# EXERCISE INSTRUCTIONS
1 – Name every organization that the article on the pig kidney transplant identifies by name.
2 – Please answer these questions from the article on the pig kidney transplant:
(a) To what part of the patient's body was the kidney attached?
(b) What roles does Dr Robert Montgomery hold?
(c) Has the operation been published or peer reviewed?
3 – Reproduce the passage of the article on the pig kidney transplant starting with "Pig kidney successfully" and going on through "from the family).".

# TEXT SEGMENT
+===+
Pig kidney successfully transplanted into a human

2 minute read


Animal rights activists have called humans self-centred for not donating their own kidneys.


Surgeons have transplanted a pig kidney into a human – and, in a world first, the kidney has continued to function in the human recipient!

This feat of xenotransplantion was performed by surgeons at N.Y.U. Langone Health, an academic medical centre in New York, and reported by The New York Times.

The kidney was grown in a genetically altered pig and transplanted into a brain-dead human patient on a ventilator (with consent from the family).

The pig was genetically engineered so it would be able to grow an organ that the human body would not reject.

The kidney was attached to the patient’s upper leg in an approximation of the real procedure, and began to produce urine and waste creatinine, showing it was working normally. 

“It was better than I think we even expected,” Dr Robert Montgomery, the Institute’s director and a surgeon on the case, told The New York Times.

“It just looked like any transplant I’ve ever done from a living donor. A lot of kidneys from deceased people don’t work right away, and take days or weeks to start. This worked immediately.”

The operation has not been published or peer reviewed yet.

Animal rights activists were not pleased by this development as it raised the question of why humans couldn’t just leave the pigs alone and donate their own organs.

“Pigs aren’t spare parts and should never be used as such just because humans are too self-centered to donate their bodies to patients desperate for organ transplants,” the People for the Ethical Treatment of Animals, PETA, said in a statement.

Hey, surgeons! Leave them pigs alone!
+===+
# DATA TO EXAMINE
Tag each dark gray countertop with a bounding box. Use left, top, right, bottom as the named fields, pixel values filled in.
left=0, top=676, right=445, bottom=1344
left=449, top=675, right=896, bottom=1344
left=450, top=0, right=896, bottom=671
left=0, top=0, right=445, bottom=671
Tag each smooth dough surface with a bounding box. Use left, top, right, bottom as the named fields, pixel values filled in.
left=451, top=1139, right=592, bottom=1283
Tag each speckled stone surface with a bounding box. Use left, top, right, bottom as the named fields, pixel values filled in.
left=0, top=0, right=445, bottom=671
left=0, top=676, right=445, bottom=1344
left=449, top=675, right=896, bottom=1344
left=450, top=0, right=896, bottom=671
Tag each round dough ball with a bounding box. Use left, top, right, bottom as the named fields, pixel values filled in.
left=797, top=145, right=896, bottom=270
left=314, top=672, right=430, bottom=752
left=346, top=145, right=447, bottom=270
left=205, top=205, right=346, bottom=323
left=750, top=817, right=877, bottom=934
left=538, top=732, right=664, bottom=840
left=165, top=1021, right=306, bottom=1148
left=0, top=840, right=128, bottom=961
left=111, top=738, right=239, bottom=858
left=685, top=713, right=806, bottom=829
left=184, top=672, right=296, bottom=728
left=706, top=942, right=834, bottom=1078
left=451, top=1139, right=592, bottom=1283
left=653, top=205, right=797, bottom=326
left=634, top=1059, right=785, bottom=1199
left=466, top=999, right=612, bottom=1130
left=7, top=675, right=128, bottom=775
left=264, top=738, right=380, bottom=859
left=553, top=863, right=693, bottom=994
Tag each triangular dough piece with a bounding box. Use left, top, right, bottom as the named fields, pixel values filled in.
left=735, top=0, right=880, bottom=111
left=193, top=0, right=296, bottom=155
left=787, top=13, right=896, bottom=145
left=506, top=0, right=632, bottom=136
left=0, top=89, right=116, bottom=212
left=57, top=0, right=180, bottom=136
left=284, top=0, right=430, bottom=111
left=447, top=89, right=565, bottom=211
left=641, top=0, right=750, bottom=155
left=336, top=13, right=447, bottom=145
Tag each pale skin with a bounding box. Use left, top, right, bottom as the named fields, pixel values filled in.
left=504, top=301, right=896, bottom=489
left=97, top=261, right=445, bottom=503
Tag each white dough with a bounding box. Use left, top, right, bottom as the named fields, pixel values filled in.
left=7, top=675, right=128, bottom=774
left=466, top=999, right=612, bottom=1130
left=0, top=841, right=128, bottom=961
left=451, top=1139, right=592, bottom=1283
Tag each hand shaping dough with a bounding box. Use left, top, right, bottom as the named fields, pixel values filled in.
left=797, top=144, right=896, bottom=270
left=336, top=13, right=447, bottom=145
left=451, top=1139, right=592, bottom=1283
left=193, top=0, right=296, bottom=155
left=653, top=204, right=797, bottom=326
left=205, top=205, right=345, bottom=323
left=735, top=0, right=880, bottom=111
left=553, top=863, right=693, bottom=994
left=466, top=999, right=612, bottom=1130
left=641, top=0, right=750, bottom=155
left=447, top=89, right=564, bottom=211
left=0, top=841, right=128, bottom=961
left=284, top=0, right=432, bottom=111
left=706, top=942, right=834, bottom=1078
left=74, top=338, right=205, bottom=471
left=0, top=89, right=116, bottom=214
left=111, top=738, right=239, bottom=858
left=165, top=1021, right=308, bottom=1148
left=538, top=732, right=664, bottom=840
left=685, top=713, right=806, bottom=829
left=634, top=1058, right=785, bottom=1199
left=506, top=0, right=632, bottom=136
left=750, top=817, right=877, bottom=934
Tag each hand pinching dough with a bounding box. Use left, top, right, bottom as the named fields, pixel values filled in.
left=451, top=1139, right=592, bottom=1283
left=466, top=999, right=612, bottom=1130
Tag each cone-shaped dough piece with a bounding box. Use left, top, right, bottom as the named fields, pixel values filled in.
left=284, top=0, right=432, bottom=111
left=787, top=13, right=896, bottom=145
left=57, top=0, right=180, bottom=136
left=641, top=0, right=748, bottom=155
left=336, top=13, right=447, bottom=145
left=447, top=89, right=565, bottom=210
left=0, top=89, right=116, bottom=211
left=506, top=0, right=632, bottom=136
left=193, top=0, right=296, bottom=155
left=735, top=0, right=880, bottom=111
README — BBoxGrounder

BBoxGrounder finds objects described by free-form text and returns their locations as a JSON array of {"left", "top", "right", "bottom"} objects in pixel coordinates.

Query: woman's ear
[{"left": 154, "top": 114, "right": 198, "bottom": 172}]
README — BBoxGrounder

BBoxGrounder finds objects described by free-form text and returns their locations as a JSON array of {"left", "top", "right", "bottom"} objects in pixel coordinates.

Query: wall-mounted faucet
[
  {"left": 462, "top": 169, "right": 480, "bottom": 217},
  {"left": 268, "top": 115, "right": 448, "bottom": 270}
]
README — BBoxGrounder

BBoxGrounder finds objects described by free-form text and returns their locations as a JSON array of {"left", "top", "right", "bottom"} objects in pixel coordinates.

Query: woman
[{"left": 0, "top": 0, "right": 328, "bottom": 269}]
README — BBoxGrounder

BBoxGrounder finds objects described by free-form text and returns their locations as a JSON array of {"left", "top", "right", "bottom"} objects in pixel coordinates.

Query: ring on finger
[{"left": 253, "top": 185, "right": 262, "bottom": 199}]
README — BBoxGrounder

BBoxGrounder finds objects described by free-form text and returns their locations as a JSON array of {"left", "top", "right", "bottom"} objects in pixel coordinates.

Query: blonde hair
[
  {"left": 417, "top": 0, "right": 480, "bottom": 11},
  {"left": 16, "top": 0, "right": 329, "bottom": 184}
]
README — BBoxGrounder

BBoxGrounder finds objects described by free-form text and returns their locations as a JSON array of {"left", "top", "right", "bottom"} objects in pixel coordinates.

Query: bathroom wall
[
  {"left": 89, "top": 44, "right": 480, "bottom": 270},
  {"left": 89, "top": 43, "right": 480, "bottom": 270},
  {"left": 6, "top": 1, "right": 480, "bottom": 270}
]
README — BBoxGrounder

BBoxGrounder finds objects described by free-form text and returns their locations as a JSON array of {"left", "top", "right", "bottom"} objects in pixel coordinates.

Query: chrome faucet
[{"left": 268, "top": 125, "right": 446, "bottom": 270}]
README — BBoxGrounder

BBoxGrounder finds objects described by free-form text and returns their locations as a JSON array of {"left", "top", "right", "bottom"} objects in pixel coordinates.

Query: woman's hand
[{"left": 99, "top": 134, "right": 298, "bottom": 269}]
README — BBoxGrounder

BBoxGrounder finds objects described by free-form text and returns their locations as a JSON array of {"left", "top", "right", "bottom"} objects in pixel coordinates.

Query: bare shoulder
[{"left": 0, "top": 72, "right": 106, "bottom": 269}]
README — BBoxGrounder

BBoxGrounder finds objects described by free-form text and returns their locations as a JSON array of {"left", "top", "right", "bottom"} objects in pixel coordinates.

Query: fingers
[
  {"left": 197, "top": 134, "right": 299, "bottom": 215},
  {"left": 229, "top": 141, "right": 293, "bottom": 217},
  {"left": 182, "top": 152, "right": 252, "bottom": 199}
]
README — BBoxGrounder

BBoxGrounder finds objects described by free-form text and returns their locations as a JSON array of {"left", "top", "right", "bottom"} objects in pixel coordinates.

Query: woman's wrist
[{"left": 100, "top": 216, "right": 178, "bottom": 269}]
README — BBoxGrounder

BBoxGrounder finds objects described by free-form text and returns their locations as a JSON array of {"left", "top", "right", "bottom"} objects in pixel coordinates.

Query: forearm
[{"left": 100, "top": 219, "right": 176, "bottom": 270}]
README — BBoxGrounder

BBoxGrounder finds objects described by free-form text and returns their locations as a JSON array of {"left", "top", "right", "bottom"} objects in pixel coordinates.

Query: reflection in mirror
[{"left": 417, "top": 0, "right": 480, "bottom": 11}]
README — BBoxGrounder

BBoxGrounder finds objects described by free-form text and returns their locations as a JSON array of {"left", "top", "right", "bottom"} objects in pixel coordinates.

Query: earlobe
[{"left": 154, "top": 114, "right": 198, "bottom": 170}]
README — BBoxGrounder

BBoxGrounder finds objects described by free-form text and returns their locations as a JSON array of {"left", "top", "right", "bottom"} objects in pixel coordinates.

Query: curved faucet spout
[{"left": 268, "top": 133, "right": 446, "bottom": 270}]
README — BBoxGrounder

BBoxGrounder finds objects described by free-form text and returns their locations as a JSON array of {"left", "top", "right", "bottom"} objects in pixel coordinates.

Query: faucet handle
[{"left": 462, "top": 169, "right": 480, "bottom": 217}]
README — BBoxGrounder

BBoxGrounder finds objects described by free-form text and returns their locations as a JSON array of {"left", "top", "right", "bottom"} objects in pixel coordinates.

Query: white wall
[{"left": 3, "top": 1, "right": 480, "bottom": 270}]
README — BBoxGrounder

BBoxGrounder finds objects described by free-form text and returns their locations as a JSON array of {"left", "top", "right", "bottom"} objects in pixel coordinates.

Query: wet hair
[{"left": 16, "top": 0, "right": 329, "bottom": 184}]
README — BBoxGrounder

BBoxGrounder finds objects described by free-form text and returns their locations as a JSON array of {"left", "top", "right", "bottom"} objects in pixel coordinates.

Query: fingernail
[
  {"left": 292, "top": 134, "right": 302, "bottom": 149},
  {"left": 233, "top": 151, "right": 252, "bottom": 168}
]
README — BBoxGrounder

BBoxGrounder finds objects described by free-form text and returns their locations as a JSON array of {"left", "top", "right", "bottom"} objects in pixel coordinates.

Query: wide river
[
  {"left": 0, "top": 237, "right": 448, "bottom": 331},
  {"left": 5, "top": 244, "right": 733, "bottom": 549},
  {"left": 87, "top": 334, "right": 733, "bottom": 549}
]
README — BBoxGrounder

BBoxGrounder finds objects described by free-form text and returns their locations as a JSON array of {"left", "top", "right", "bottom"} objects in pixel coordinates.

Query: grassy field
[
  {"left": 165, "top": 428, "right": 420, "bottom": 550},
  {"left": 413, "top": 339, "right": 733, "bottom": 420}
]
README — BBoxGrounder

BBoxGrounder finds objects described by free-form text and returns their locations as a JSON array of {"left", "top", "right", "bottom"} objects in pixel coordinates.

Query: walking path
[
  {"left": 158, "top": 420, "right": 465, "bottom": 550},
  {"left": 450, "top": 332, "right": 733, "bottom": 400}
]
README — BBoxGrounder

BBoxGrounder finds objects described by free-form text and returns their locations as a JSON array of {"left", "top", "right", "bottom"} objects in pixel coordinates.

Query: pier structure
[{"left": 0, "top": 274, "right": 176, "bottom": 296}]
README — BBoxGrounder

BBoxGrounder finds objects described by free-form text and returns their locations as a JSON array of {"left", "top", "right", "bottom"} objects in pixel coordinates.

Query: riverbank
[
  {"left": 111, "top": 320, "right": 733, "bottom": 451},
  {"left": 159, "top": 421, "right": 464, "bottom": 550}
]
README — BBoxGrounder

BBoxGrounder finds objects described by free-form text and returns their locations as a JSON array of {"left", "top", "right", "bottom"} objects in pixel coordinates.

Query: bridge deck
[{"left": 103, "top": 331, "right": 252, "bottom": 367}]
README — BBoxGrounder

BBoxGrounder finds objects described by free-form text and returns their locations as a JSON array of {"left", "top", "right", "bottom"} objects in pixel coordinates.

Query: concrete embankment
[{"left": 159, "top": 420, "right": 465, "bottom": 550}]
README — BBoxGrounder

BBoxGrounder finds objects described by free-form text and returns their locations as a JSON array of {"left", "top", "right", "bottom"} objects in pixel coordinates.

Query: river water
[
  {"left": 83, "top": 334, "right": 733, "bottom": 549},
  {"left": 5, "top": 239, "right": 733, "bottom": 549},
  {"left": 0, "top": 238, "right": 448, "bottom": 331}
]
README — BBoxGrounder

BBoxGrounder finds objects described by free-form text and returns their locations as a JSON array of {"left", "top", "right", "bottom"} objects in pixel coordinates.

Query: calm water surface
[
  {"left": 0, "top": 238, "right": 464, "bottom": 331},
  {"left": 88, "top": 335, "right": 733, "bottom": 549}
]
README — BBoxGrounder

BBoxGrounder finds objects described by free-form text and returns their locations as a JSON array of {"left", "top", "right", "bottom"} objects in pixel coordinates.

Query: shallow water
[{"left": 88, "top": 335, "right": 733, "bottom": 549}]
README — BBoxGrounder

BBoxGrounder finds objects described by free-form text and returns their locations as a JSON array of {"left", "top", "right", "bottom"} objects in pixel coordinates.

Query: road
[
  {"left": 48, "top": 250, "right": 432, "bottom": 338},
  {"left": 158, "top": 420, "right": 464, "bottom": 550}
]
+===+
# RESPONSES BY ITEM NUMBER
1 –
- N.Y.U. Langone Health
- The New York Times
- People for the Ethical Treatment of Animals (PETA)

2 –
(a) The patient's upper leg.
(b) He is the Institute's director and a surgeon on the case.
(c) No, not yet.

3 –
Pig kidney successfully transplanted into a human

2 minute read


Animal rights activists have called humans self-centred for not donating their own kidneys.


Surgeons have transplanted a pig kidney into a human – and, in a world first, the kidney has continued to function in the human recipient!

This feat of xenotransplantion was performed by surgeons at N.Y.U. Langone Health, an academic medical centre in New York, and reported by The New York Times.

The kidney was grown in a genetically altered pig and transplanted into a brain-dead human patient on a ventilator (with consent from the family).